- [Your assignment]: Nothing in the data should be altered when it is repeated in full.

- [Excerpted data]:
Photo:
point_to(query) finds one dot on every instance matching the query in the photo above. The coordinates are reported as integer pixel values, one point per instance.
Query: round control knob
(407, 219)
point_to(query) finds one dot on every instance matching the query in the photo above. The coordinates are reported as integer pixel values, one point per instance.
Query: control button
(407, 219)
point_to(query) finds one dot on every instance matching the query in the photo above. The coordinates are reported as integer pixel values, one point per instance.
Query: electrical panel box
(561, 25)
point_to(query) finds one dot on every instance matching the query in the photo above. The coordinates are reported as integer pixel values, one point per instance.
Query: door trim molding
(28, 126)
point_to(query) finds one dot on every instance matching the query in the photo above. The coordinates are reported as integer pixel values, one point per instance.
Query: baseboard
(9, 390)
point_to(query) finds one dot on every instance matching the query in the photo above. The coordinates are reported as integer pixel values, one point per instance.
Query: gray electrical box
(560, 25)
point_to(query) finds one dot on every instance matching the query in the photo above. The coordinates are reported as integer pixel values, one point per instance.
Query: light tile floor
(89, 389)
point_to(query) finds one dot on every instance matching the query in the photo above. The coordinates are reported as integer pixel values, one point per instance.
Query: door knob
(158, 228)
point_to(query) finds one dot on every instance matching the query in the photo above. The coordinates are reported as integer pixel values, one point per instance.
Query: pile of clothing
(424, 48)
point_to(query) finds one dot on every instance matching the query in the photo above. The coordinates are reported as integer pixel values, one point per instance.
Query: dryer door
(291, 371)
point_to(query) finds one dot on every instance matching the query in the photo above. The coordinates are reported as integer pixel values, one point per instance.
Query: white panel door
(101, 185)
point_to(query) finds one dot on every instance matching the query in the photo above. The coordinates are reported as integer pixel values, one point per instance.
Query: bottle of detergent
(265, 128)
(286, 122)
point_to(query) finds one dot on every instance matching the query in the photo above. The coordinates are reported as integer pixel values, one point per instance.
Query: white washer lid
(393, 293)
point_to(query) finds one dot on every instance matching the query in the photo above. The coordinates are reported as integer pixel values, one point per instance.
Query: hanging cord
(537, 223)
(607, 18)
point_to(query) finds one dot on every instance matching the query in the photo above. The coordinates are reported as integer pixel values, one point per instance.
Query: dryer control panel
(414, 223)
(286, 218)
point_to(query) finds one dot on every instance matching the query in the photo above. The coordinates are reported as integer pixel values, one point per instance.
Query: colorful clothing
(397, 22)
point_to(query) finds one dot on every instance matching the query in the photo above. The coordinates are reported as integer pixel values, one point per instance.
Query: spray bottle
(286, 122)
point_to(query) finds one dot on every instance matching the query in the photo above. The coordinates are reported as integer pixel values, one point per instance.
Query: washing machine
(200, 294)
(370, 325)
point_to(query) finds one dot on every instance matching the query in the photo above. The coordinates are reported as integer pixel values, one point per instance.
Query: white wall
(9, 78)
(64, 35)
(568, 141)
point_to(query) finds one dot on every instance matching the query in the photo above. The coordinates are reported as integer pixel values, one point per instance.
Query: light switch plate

- [Task result]:
Photo:
point_to(query) finds one dot on every instance matching the query in the photo above. The coordinates are reported as integer pixel values, one point per instance.
Query: round control knob
(407, 219)
point_to(query) finds one dot on every instance matching the query in the photo above. The coordinates are reported as integer pixel values, one point per instance.
Query: control button
(407, 219)
point_to(query) finds one dot on every instance matching the query in the photo above. The coordinates are reported as integer pixel values, one point per instance.
Query: electrical panel box
(561, 25)
point_to(query) finds one dot on every instance matching the query in the photo above. The coordinates are reported as integer pixel values, one point per instance.
Query: door trim molding
(28, 126)
point_to(query) finds one dot on every instance matching the query in the photo above. The coordinates are reported as integer pixel values, one point per instance.
Query: baseboard
(9, 390)
point_to(query) finds one dot on every instance matching the query in the photo above. The coordinates are reported as integer pixel values, one point per instance.
Query: gray electrical box
(560, 25)
point_to(query) finds one dot on every instance matching the query in the photo above. The coordinates are reported as integer pixel values, one point per instance.
Query: light tile floor
(89, 389)
point_to(query) finds one dot on every instance matching the query in the photo above. The coordinates are reported as integer pixel values, one point per instance.
Query: door knob
(158, 228)
point_to(query) finds one dot on every instance matching the query in the photo above. The coordinates are reported as integer pixel values, one point per instance.
Query: pile of clothing
(424, 48)
point_to(query) finds one dot on every instance matching the query in the photo above. The coordinates are reported as integer pixel values, one point per instance.
Query: dryer door
(291, 371)
point_to(query) finds one dot on every instance matching the query in the photo above. The coordinates are reported as integer pixel values, one point per instance.
Query: white panel door
(101, 185)
point_to(query) finds one dot on every instance matching the query in the photo above. The coordinates are reported as integer pixel values, one point per instance.
Query: bottle of detergent
(265, 128)
(286, 122)
point_to(query) finds one dot on every instance matching the query in the photo above. The coordinates are reported as integer pixel values, one point per instance.
Query: white washer lid
(393, 293)
point_to(query) finds one dot on every instance matching the query in the photo above. The coordinates are reported as integer pixel values, one point per instance.
Query: hanging cord
(537, 223)
(607, 18)
point_to(query) finds one dot on every instance matching the query in the photo above. The coordinates are reported as integer pixel values, one point per instance.
Query: dryer control panel
(414, 223)
(286, 218)
point_to(query) finds one dot on every instance matching the query in the photo above. The coordinates are reported as integer pixel values, one point per instance.
Query: colorful clothing
(397, 22)
point_to(query) finds one dot on every instance matching the query in the photo above. The coordinates are reported as integer pixel values, one point per instance.
Query: spray bottle
(286, 122)
point_to(query) finds one dot on every instance matching the query in the photo above. The coordinates are reported as integer pixel values, one point per instance.
Query: washing machine
(200, 294)
(370, 325)
point_to(query) finds one dot on every instance matching the query in the photo above. The coordinates are reported as integer pixel values, one point per instance.
Query: white wall
(9, 78)
(64, 35)
(568, 141)
point_to(query) finds one dot on every instance matching the query in the photo above. The coordinates are reported as integer pixel values, one point per instance.
Query: light switch plate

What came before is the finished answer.